Render all the entries below as a single numbered list, one line per item, skipping blank lines. Leave out the pictures.

(Raw entries)
<<<<

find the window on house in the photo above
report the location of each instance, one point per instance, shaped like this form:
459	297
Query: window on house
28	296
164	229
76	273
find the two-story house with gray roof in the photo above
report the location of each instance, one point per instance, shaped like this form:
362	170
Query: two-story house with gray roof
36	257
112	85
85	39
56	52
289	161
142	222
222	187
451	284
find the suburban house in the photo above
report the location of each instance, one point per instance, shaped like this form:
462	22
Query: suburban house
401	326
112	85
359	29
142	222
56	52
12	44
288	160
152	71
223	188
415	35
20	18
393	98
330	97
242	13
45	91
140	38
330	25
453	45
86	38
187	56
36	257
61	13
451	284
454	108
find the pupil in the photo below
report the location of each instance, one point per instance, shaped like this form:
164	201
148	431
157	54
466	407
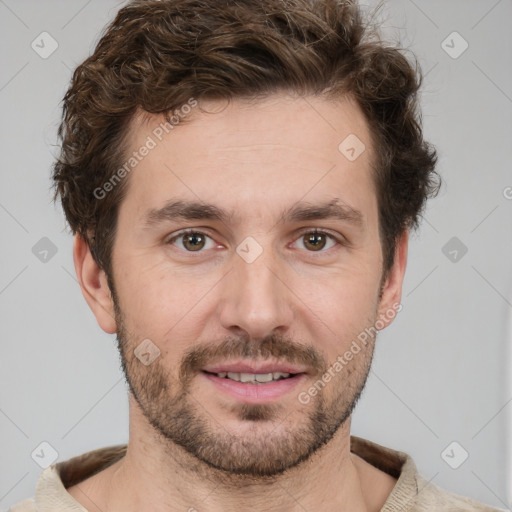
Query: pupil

>>>>

→ FULL OUTPUT:
1. find the window on house in the photo above
2. report the location of each instance, one point per instance, shaped like this form:
3. 459	297
4. Query: window on house
5. 28	296
6. 164	229
7. 76	273
8. find the two-story house with gray roof in the photo above
9. report the location of each instance, one point per instance, shaped like this form:
10. 362	170
11. Query: two-story house with gray roof
12. 36	257
13. 112	85
14. 85	39
15. 56	52
16. 289	161
17. 142	222
18. 222	187
19. 451	284
20. find the suburban house in the photo above
21. report the location of each instance, one point per instance, shaped like this form:
22. 462	22
23. Query: suburban house
24. 401	326
25. 112	85
26. 359	29
27. 142	222
28. 56	52
29. 12	44
30. 288	160
31. 152	71
32. 223	188
33. 415	35
34. 20	18
35. 393	98
36. 330	97
37. 242	13
38. 45	91
39. 140	38
40. 330	25
41. 453	45
42. 86	38
43. 187	56
44. 36	257
45. 61	13
46. 451	284
47. 454	108
48. find the pupil in the photo below
49. report the location of each instance, one point per instance, shaped like this form:
50. 164	201
51. 148	431
52. 157	54
53. 466	407
54. Query: pupil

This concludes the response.